What is asked>
Would you write out the listing verbatim and skip every picture in it?

============================================================

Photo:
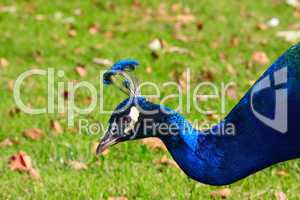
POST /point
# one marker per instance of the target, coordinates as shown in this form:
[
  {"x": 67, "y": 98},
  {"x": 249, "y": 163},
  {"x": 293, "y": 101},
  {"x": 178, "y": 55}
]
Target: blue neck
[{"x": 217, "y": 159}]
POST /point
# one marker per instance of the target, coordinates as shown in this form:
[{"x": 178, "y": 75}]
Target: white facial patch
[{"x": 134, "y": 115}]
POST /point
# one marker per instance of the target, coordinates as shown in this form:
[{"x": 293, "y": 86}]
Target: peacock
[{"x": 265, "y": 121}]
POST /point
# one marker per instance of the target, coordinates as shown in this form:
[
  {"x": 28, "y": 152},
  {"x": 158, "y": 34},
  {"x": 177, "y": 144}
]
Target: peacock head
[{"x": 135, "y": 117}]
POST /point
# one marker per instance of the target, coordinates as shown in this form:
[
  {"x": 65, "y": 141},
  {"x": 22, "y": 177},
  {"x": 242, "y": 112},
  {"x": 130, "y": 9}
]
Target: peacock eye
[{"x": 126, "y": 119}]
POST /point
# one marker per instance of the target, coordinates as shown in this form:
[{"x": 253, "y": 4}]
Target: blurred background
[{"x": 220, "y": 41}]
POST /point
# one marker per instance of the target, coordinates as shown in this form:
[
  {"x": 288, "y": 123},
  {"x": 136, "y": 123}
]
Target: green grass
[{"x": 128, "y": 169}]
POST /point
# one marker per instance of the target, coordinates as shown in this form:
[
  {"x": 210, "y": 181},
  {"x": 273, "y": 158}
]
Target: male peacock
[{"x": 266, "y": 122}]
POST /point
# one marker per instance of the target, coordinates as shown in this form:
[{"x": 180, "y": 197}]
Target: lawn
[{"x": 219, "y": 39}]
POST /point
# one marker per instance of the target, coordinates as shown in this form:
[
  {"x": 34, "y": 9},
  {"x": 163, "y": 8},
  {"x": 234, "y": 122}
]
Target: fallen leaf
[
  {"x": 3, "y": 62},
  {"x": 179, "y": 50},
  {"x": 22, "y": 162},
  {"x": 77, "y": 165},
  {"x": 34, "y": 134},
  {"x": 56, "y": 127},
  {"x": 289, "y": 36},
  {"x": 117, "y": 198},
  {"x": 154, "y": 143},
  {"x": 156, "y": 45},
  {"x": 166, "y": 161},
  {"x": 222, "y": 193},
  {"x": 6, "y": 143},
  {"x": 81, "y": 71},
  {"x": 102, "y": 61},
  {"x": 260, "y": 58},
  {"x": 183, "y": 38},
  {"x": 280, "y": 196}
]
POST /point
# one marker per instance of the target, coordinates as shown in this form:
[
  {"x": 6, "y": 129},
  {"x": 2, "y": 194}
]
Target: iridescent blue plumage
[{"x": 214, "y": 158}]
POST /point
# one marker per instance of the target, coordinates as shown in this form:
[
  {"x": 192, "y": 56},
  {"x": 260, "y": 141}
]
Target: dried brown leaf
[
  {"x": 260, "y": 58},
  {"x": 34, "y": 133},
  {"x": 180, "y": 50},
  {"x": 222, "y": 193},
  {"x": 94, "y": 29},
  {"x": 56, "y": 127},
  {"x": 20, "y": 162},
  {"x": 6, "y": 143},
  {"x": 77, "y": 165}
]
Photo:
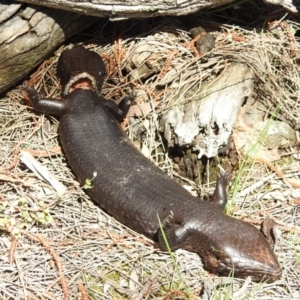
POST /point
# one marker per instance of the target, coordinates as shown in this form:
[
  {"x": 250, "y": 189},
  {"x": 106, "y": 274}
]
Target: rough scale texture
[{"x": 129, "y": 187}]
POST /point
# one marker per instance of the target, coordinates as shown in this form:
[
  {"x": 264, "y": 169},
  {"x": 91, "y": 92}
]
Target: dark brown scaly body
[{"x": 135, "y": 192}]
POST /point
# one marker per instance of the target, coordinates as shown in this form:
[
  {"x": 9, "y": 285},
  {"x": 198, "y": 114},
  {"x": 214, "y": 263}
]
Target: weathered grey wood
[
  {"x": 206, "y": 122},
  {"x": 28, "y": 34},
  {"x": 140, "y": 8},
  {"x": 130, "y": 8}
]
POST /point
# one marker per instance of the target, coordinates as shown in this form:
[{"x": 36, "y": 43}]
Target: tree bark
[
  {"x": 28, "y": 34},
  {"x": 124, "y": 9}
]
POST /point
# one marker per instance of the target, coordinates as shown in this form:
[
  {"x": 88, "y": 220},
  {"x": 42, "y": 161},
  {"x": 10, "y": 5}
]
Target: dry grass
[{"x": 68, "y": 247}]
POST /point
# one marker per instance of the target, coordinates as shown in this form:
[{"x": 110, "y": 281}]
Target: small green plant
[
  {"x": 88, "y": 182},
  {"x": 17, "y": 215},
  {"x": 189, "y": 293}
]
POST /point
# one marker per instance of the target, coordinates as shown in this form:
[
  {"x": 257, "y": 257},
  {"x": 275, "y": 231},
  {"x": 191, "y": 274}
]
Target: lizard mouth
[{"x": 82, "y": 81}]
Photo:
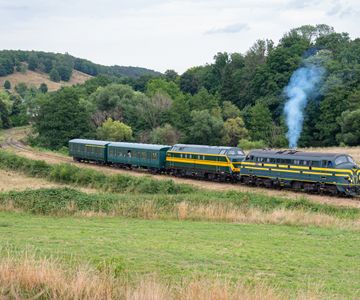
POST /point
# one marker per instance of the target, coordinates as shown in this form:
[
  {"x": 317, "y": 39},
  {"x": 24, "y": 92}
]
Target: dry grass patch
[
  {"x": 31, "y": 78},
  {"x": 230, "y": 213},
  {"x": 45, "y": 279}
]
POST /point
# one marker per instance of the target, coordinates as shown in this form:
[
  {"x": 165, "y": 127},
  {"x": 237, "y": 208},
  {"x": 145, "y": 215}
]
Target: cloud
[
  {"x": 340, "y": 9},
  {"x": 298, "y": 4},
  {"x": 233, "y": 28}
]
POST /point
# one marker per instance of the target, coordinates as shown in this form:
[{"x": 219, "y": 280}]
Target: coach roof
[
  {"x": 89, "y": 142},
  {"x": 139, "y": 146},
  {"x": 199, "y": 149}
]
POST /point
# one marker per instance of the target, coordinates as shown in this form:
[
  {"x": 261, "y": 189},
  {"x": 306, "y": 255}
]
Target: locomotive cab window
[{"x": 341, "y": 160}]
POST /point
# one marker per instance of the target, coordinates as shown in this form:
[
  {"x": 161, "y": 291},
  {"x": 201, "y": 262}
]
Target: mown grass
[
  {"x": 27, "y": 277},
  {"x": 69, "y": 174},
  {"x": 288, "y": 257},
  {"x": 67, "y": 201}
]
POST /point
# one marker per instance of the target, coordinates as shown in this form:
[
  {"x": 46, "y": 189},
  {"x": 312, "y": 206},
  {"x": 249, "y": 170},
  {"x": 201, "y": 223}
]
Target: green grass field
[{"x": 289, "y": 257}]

============================================================

Output>
Photo:
POST /point
# one marker per instance of the target, coordinates as shown in this form:
[
  {"x": 67, "y": 98},
  {"x": 249, "y": 163},
  {"x": 293, "y": 101},
  {"x": 178, "y": 55}
]
Target: blue neck
[{"x": 217, "y": 159}]
POST /point
# one marker per instance of the target, coordinates as shown in this form:
[{"x": 178, "y": 75}]
Target: white facial patch
[{"x": 134, "y": 115}]
POST /point
# one marker per instance of the target, coordinates as shown in this form:
[{"x": 293, "y": 86}]
Target: peacock
[{"x": 265, "y": 121}]
POST /point
# one marker per instance of the target, coordinates as shown in this form:
[
  {"x": 28, "y": 152},
  {"x": 158, "y": 34},
  {"x": 177, "y": 144}
]
Target: peacock head
[{"x": 135, "y": 117}]
POST /point
# one marker per instance of the target, coordinates as shown in this form:
[
  {"x": 65, "y": 141},
  {"x": 22, "y": 177},
  {"x": 242, "y": 112},
  {"x": 130, "y": 9}
]
Target: peacock eye
[{"x": 126, "y": 119}]
POST /point
# one marker per instance of the target, coordinates as shown in this form:
[{"x": 253, "y": 4}]
Target: blurred background
[{"x": 220, "y": 41}]
POST /point
# one marker per instance of the target, coordinates as shown in this form:
[
  {"x": 288, "y": 123},
  {"x": 136, "y": 123}
]
Target: green grass
[{"x": 128, "y": 169}]
POST /point
# one marker per instance of the target, coordinates as shown in this form:
[
  {"x": 210, "y": 181},
  {"x": 273, "y": 158}
]
Target: male peacock
[{"x": 266, "y": 122}]
POST /point
# one marker per instance of the target, coordinates as shown in this form:
[{"x": 180, "y": 197}]
Target: lawn
[{"x": 219, "y": 39}]
POST /point
# one marker per instance of the target, coordinates as shown in this form:
[
  {"x": 34, "y": 9},
  {"x": 163, "y": 8},
  {"x": 234, "y": 122}
]
Target: fallen leaf
[
  {"x": 3, "y": 62},
  {"x": 179, "y": 50},
  {"x": 22, "y": 162},
  {"x": 77, "y": 165},
  {"x": 34, "y": 134},
  {"x": 56, "y": 127},
  {"x": 289, "y": 36},
  {"x": 117, "y": 198},
  {"x": 154, "y": 143},
  {"x": 156, "y": 45},
  {"x": 166, "y": 161},
  {"x": 222, "y": 193},
  {"x": 6, "y": 143},
  {"x": 81, "y": 71},
  {"x": 102, "y": 61},
  {"x": 260, "y": 58},
  {"x": 183, "y": 38},
  {"x": 280, "y": 196}
]
POST /point
# one marker per instance of the target, coordinates as shown in this form:
[
  {"x": 6, "y": 129},
  {"x": 2, "y": 194}
]
Target: iridescent blue plumage
[{"x": 214, "y": 158}]
POST /point
# one marker per instance of the target, coordinates as shown in this form:
[
  {"x": 192, "y": 56},
  {"x": 260, "y": 141}
]
Target: dried brown leaf
[
  {"x": 260, "y": 58},
  {"x": 34, "y": 133},
  {"x": 180, "y": 50},
  {"x": 222, "y": 193},
  {"x": 94, "y": 29},
  {"x": 56, "y": 127},
  {"x": 20, "y": 162},
  {"x": 6, "y": 143},
  {"x": 77, "y": 165}
]
Photo:
POST /point
# one marker per instance of the target, coordinates as shown in this form:
[
  {"x": 250, "y": 189},
  {"x": 106, "y": 274}
]
Target: rough scale texture
[{"x": 129, "y": 187}]
POST /point
# one marker per instance of the target, coordinates as shown in this form:
[
  {"x": 264, "y": 169},
  {"x": 91, "y": 92}
]
Target: dark brown scaly body
[{"x": 135, "y": 192}]
POST /point
# one marker per instance of the target, coordinates as shown in this form:
[
  {"x": 9, "y": 285},
  {"x": 198, "y": 114},
  {"x": 214, "y": 263}
]
Target: weathered grey wood
[
  {"x": 206, "y": 122},
  {"x": 28, "y": 34},
  {"x": 140, "y": 8},
  {"x": 130, "y": 8}
]
POST /point
# one marker per instance of the target, coordinates as shown in this form:
[{"x": 36, "y": 43}]
Target: tree bark
[
  {"x": 28, "y": 34},
  {"x": 124, "y": 9}
]
POST /point
# one marker per instance of the target, coordinates as shown in this form:
[
  {"x": 88, "y": 220},
  {"x": 42, "y": 161},
  {"x": 10, "y": 5}
]
Target: dry grass
[{"x": 68, "y": 247}]
POST /point
# one marker per instance of the target, coordinates as shown in this form:
[{"x": 110, "y": 281}]
Target: small green plant
[
  {"x": 88, "y": 182},
  {"x": 17, "y": 215},
  {"x": 189, "y": 293}
]
POST /point
# one marker per instance of the target, coordinates as shown in this form:
[
  {"x": 257, "y": 257},
  {"x": 275, "y": 231},
  {"x": 191, "y": 274}
]
Target: lizard mouth
[{"x": 82, "y": 81}]
Photo:
POST /point
# one marker per instance of the target, coordinates as shown in this form:
[
  {"x": 317, "y": 39},
  {"x": 24, "y": 92}
]
Target: dry grass patch
[
  {"x": 31, "y": 78},
  {"x": 230, "y": 213},
  {"x": 45, "y": 279}
]
POST /point
# one marker per instance of the target, coordinates as shown in this form:
[
  {"x": 165, "y": 127},
  {"x": 237, "y": 208},
  {"x": 145, "y": 215}
]
Target: cloud
[
  {"x": 340, "y": 9},
  {"x": 298, "y": 4},
  {"x": 233, "y": 28}
]
POST /point
# one marker per instance of the target, coordinates as shown in this form:
[{"x": 219, "y": 280}]
Target: coach roof
[
  {"x": 89, "y": 142},
  {"x": 139, "y": 146},
  {"x": 199, "y": 149}
]
POST /point
# one marker per instance of the target, coordinates as shown in this form:
[
  {"x": 261, "y": 189},
  {"x": 306, "y": 255}
]
Target: locomotive cab window
[{"x": 341, "y": 160}]
POST /point
# one marker per instance of the target, coordinates as shown in this form:
[
  {"x": 161, "y": 291},
  {"x": 201, "y": 262}
]
Target: mown grass
[
  {"x": 27, "y": 277},
  {"x": 69, "y": 174},
  {"x": 288, "y": 257},
  {"x": 67, "y": 201}
]
POST /point
# one marker per instance of the target, coordinates as shown in this form:
[
  {"x": 46, "y": 189},
  {"x": 312, "y": 206},
  {"x": 249, "y": 170},
  {"x": 201, "y": 223}
]
Target: green grass field
[{"x": 289, "y": 257}]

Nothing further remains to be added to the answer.